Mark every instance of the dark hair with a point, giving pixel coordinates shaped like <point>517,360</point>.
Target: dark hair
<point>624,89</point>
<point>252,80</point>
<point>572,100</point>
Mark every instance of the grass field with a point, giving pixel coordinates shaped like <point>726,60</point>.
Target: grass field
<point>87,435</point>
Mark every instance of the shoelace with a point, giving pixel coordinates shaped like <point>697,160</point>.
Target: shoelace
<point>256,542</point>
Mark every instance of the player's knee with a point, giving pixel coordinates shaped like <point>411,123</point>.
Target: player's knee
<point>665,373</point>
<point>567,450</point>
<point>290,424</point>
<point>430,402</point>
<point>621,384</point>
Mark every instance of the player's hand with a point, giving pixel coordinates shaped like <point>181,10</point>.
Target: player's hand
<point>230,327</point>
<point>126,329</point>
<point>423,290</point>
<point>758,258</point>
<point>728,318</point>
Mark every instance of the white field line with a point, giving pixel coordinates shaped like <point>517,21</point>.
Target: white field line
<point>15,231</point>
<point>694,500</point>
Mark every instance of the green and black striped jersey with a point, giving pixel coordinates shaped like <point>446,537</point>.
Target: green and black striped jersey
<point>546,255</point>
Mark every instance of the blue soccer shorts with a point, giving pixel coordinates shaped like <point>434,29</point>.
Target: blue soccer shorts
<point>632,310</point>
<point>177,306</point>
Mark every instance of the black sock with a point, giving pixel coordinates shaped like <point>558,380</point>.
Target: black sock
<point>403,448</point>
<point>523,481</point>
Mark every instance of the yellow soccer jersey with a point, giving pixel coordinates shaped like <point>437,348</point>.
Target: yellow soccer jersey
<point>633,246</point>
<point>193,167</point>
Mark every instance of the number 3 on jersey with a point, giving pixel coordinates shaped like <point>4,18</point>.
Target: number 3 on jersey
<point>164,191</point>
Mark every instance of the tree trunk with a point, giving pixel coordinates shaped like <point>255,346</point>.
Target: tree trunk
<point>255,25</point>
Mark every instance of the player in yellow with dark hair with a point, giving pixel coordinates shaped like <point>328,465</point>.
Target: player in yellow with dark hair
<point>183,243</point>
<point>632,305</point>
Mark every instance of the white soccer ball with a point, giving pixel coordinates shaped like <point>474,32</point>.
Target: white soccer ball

■ Objective ■
Reproduce all of the records above, switching every "soccer" to "football" and leaving everything else as it is.

■ Solved exercise ■
Mark every instance of the dark hair with a point, giving pixel coordinates shaped like <point>517,360</point>.
Target: dark hair
<point>624,89</point>
<point>252,80</point>
<point>572,100</point>
Mark every instance of the grass field with a point, giving pixel coordinates shaped like <point>726,60</point>.
Target: grass field
<point>87,435</point>
Mark every instance of the shoelace with a point, giving pixel coordinates shaped like <point>697,160</point>.
Target: shoelace
<point>256,542</point>
Mark every instance of the player's knee with a point, giving pixel coordinates shaped like <point>411,123</point>.
Target: player's knee
<point>665,373</point>
<point>567,450</point>
<point>290,424</point>
<point>430,402</point>
<point>621,384</point>
Mark every instance of the player's hand with a point, giving pixel coordinates shaped like <point>181,10</point>.
Target: player's hand
<point>230,327</point>
<point>126,329</point>
<point>423,290</point>
<point>758,258</point>
<point>728,318</point>
Mark every instance of the white field line with a point, giving pixel coordinates shaped like <point>517,21</point>.
Target: white field line
<point>15,231</point>
<point>694,500</point>
Mark every instance of the green and black striped jersey with a point, giving pixel coordinates shaped like <point>446,537</point>.
Target: green and black striped jersey
<point>546,255</point>
Mark every instance of the blue football shorts with a point, giving pixel coordinates shaped like <point>434,29</point>.
Target: blue football shorts
<point>632,310</point>
<point>177,306</point>
Mark every instance of the black sock with a point, giving pixel coordinates shaped like <point>558,380</point>.
Target: black sock
<point>403,448</point>
<point>523,481</point>
Mark every instance of the yellow football jersey with a point, giving pixel coordinates shaped like <point>437,348</point>.
Target: yellow football jersey
<point>633,246</point>
<point>193,167</point>
Mark every instance of the number 3 on jersey with a point, giving pixel coordinates shaped like <point>4,18</point>.
Target: number 3 on jersey
<point>164,191</point>
Mark every instance of the tree trunk with a point, giving pixel coordinates shaped like <point>255,346</point>.
Target: tree trunk
<point>255,25</point>
Mark every instance of the player in yellow with dark hair with a point, giving pixel coordinates shaped like <point>328,465</point>.
Target: player in yellow with dark hair
<point>183,243</point>
<point>632,305</point>
Mark every instance of the white football ball with a point, giving pixel coordinates shaped like <point>474,32</point>.
Target: white football ball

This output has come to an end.